▸ Your objective
Gather every line in the records below that contains the word "jacket", and copy each of those lines in full.
■ ■ ■ ■
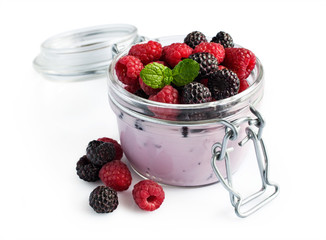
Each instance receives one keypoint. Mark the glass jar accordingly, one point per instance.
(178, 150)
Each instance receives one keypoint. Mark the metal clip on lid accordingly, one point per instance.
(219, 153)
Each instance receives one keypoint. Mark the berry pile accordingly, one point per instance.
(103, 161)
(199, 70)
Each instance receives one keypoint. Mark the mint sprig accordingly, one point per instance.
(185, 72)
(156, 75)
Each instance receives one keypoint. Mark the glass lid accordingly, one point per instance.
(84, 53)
■ ■ ■ ■
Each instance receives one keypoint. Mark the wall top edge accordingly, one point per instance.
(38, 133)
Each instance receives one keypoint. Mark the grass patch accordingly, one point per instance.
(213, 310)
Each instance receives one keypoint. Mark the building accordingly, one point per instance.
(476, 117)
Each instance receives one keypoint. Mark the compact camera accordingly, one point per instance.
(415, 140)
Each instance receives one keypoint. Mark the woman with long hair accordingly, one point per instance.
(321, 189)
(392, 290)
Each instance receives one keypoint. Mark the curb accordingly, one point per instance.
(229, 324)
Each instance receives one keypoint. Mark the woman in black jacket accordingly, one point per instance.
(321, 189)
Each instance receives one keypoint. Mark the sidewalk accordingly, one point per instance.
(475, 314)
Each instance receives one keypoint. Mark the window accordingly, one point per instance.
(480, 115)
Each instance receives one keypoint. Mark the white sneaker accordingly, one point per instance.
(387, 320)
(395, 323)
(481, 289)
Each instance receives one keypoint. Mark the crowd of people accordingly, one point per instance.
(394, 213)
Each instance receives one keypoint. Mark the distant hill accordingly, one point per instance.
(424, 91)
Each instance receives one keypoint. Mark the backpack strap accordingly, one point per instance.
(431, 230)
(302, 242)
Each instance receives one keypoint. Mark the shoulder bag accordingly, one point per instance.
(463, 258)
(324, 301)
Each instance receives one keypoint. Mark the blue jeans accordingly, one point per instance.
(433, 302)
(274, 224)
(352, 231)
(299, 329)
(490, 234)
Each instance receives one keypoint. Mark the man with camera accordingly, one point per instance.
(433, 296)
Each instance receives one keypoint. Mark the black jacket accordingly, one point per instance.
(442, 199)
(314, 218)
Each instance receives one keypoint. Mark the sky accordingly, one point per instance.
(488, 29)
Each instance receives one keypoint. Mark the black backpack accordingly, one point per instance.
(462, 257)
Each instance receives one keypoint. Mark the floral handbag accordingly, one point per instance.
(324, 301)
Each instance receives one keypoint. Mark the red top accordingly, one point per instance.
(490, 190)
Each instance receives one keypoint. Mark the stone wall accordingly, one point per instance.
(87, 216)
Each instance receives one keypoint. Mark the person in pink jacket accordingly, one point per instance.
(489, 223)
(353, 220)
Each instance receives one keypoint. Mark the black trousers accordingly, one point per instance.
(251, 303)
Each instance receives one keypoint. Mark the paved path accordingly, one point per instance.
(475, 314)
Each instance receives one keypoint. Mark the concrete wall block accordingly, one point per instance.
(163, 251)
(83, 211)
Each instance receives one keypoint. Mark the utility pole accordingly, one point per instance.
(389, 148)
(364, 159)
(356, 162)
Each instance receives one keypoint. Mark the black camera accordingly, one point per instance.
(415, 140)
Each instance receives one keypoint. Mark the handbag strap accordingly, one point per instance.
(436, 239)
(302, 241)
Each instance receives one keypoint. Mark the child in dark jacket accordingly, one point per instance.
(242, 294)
■ ■ ■ ■
▸ Complete answer
Each instance receives one keypoint. Mark the woman in black jacket accordingly, one point per instance.
Each instance receives one keypoint. Mark the black jacket accordingly, one point per instance.
Each instance receives one keypoint. Mark the person in pink jacket accordingly, one point per instance.
Each instance receives one keypoint. Mark the child in dark jacket accordingly, one point per instance.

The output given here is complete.